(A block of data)
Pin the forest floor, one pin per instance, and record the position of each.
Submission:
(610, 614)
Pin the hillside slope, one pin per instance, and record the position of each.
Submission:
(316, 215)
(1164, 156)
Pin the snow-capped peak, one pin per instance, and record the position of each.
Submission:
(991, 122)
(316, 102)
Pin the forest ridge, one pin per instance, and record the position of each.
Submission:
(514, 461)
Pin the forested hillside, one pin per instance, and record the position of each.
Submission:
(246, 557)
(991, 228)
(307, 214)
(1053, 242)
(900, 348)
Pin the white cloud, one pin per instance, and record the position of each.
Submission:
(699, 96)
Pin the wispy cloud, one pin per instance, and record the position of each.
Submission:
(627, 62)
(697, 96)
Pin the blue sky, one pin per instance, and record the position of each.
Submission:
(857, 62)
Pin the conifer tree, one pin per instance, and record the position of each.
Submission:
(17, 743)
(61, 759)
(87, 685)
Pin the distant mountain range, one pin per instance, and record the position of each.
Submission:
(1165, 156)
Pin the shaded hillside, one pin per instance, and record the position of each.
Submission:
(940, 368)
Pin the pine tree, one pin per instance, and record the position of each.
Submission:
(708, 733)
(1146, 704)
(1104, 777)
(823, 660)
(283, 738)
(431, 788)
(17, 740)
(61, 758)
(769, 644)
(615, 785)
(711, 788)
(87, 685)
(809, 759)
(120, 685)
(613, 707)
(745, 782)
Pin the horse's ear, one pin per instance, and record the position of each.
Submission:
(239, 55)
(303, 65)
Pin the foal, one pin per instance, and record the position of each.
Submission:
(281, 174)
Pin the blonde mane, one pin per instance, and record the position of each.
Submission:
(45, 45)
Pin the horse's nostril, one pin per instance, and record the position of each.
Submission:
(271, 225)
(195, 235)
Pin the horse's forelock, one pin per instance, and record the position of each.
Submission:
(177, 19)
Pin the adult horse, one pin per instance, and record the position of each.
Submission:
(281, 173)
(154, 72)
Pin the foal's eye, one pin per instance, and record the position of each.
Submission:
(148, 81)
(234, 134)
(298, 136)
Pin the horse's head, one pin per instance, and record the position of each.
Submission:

DIRECTION:
Copy out everything from the line containing "Pin the snow-capped" down to the end of the entries, requests included, adding 56 to each number in the answer coordinates.

FINAL ANSWER:
Pin the snow-capped peak, one pin per instance, and record the position of each.
Submission:
(1047, 178)
(372, 158)
Pin the forest ridge, one pin per instance, and record the position of each.
Submission:
(570, 517)
Pin the forested hillside, one pin per instance, and record the position of each.
Submission:
(302, 613)
(1047, 284)
(363, 270)
(1109, 298)
(956, 404)
Pin the white cloud, one pin per instance, and record the position of each.
Submission:
(755, 152)
Pin the wispy cloud, one pin per instance, and record the position of each.
Submission:
(683, 118)
(753, 152)
Pin the blue sky, one pin per instance, and record the position of each.
Submission:
(913, 118)
Pin the conifer tree, one pin per instance, and record the position of each.
Submission:
(73, 799)
(117, 815)
(143, 741)
Pin the distant mountain range, one pin per instance, and record the position of each.
Submission:
(1221, 212)
Pin the shaded hillside, one pin per instance, and record the position of each.
Submission:
(996, 424)
Pin the pine tree, one pin per instance, and record the position of each.
Submission:
(764, 789)
(1202, 760)
(1160, 833)
(879, 716)
(339, 794)
(487, 844)
(73, 796)
(117, 814)
(825, 700)
(671, 841)
(767, 844)
(143, 741)
(865, 815)
(176, 741)
(669, 763)
(801, 838)
Pin the horse's ear, one pin per instance, and record the position of each.
Submission:
(295, 111)
(359, 121)
Pin the foal, one pin per instance, and record the position of each.
Submission:
(337, 230)
Pin the blonde mane, one pin per instance, and record the position of each.
Submission:
(101, 101)
Pin the horse's nostril, one pin per instance, and record the position of each.
Submission:
(327, 281)
(251, 291)
Pin the horse's forelock, one pin per instance, and record the position of each.
Submission:
(233, 75)
Pin the adult horse, one pin per instance, and record the position of each.
Submission:
(337, 229)
(210, 128)
Pin the foal's eye, one pin per instance, and record the position of each.
Submission:
(204, 137)
(290, 190)
(354, 192)
Pin the horse's head, one pin per instance, and record the position of each.
Submission:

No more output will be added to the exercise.